Enunciado → ¿Puedes reescribir como una lista breve el párrafo del documento sobre la prehistoria que empieza «Y entonces, unos doce mil años», conservando sus datos principales?

Documento →

◇ ◇ ◇

Entonces formó Dios al hombre de barro de la tierra…
Así, en esa aparente inmovilidad bajo la que se ocultaban lentísimos cambios, imperceptibles pero evidentes progresos, transcurrió la infancia del hombre. Durante dos millones de años, la humanidad paleolítica recolectó, cazó y pescó; talló la piedra para darle la forma que precisaba; erró de un lugar a otro, montando y desmontando una y otra vez sus efímeros hogares de pieles y madera, conjurando con su fuego protector los amenazadores espíritus que pululaban en la oscuridad de las cuevas; afirmó con fuerza irrepetible los lazos del clan del que dependía su supervivencia, y, en un vano intento de mejorar lo precario de su existencia, rindió culto a las potencias sobrenaturales tratando de conmoverlas con un arte de extraordinaria belleza. Entretanto, de manera despaciosa pero continua, los hombres crecieron y se multiplicaron. Poco a poco, fueron poblando cada valle, cada pradera, cada lugar donde la naturaleza se mostraba dadivosa y ofrecía sustento a quienes todavía no habían sentido la necesidad de producirlo por sí mismos.
Y entonces, unos doce mil años ante del presente, la generosidad del mundo pareció agotarse. El clima se tornó de nuevo más seco; muchos grandes animales como el mamut y el rinoceronte lanudo se extinguieron y otros como el reno emigraron hacia latitudes septentrionales, y un sinnúmero de lugares antes abundantes en alimento se volvieron inhóspitos. La presión de la población sobre el entorno se hizo excesiva. Muchos grupos humanos se encontraron con graves problemas para sobrevivir. La caza, la recolección, la pesca ya no bastaban; era necesario explorar otras formas de obtener sustento. El hombre, como millones de años atrás, cuando otra desecación hizo retroceder los bosques africanos, volvía a encontrarse ante un reto ecológico, poderoso e insoslayable, en el que se jugaba su supervivencia.

◇ ◇ ◇

Datos extraídos →
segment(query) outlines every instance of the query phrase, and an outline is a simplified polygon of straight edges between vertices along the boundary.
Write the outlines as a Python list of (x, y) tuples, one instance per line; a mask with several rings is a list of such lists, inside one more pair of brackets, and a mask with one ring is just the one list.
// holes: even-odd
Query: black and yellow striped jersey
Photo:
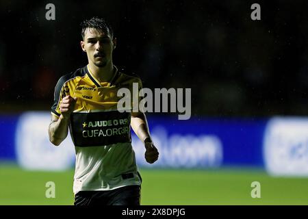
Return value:
[[(114, 69), (110, 82), (101, 83), (87, 65), (62, 76), (55, 86), (51, 113), (56, 116), (60, 116), (64, 96), (77, 97), (69, 125), (76, 151), (74, 193), (141, 183), (131, 146), (131, 113), (118, 111), (121, 97), (117, 92), (125, 88), (133, 94), (133, 83), (138, 83), (139, 90), (142, 83), (138, 77)], [(131, 109), (133, 103), (125, 107)], [(127, 174), (131, 177), (123, 177)]]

◇ ◇ ◇

Resultado →
- Hace unos doce mil años, la generosidad del mundo pareció agotarse.
- El clima volvió a hacerse más seco.
- Se extinguieron grandes animales como el mamut y el rinoceronte lanudo, y otros, como el reno, emigraron hacia el norte.
- Muchos lugares antes abundantes en alimento se volvieron inhóspitos.
- La presión de la población sobre el entorno se hizo excesiva, y muchos grupos humanos tuvieron graves problemas para sobrevivir.
- La caza, la recolección y la pesca ya no bastaban, y era necesario buscar otras formas de obtener sustento.
- Como millones de años atrás, cuando otra desecación hizo retroceder los bosques africanos, el hombre se enfrentaba a un reto ecológico del que dependía su supervivencia.